* [Requirement]
Pick out each line of the items below that contains the word "green", treating uppercase and lowercase letters as different.

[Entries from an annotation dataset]

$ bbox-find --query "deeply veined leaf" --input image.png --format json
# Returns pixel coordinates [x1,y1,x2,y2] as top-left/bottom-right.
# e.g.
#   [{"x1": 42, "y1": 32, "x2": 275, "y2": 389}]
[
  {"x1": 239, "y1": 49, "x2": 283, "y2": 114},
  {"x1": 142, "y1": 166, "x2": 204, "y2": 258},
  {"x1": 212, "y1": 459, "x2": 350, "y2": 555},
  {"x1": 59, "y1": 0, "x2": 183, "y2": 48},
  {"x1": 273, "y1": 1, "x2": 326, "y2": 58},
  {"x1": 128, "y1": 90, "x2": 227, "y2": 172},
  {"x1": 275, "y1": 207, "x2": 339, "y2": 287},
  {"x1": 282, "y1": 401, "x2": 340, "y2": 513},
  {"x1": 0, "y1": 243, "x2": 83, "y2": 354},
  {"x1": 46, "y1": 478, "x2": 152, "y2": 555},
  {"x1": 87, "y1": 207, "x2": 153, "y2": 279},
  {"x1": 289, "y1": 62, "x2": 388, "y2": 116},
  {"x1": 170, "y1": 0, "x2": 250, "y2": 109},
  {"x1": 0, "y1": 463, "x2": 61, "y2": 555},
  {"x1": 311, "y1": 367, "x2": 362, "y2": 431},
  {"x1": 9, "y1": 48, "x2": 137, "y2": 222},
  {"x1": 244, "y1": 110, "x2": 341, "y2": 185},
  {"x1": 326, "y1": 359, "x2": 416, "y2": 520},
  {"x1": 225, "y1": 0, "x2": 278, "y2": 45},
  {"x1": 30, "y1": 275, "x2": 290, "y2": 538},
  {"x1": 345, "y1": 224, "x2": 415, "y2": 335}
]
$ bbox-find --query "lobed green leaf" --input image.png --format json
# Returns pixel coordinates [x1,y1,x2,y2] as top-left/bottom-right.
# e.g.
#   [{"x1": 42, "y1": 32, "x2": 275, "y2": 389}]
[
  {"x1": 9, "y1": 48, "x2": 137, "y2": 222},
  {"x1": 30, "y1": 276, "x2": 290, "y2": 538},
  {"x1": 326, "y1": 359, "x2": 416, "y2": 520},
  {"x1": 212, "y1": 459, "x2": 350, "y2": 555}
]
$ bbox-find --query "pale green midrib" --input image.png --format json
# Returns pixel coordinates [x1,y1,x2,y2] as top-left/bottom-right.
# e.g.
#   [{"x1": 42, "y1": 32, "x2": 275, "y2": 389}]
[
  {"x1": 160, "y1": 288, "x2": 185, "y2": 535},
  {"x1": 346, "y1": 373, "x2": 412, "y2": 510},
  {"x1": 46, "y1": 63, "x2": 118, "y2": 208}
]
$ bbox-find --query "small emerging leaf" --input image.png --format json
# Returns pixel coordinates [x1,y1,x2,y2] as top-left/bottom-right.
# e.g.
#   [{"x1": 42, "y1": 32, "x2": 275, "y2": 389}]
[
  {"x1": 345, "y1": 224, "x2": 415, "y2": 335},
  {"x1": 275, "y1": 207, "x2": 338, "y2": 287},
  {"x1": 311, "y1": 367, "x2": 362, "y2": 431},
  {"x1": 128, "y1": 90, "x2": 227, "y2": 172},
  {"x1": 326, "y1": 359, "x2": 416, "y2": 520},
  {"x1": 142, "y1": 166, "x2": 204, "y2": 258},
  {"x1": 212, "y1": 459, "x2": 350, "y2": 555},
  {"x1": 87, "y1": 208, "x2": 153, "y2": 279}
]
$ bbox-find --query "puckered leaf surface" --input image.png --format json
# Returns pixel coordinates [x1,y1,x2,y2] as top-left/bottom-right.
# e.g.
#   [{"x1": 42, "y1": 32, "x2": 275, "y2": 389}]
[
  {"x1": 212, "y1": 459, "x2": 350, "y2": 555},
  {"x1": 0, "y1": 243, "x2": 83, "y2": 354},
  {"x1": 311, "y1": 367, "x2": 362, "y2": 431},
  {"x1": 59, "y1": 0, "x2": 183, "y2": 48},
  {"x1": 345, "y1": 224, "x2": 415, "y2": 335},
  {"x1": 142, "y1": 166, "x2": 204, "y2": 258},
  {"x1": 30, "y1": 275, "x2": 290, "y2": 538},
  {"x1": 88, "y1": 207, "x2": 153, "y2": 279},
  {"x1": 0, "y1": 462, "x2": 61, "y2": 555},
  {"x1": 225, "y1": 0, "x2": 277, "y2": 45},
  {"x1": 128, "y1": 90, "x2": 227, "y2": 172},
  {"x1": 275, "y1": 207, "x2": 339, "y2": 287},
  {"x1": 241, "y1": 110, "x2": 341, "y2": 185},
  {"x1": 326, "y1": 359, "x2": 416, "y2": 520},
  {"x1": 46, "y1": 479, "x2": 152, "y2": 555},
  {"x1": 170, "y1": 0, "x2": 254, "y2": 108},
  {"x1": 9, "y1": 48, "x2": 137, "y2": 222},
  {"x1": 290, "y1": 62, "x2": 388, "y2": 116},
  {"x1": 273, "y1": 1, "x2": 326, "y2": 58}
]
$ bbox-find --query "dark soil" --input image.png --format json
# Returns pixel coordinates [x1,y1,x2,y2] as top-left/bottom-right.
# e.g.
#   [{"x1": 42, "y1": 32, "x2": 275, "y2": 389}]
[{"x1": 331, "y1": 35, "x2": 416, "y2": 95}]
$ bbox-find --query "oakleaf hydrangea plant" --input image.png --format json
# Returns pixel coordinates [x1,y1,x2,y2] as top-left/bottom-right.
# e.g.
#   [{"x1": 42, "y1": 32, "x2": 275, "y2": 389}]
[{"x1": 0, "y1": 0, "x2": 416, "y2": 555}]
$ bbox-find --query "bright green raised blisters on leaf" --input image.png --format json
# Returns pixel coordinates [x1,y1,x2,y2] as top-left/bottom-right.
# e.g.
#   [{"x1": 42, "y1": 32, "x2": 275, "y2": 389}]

* [Solved problem]
$ bbox-find --query "lobed green leaf" --input image.png --format json
$ bbox-find --query "pale green midrib" --input image.png --format json
$ bbox-find --query "bright green raised blisters on leaf" --input image.png --format json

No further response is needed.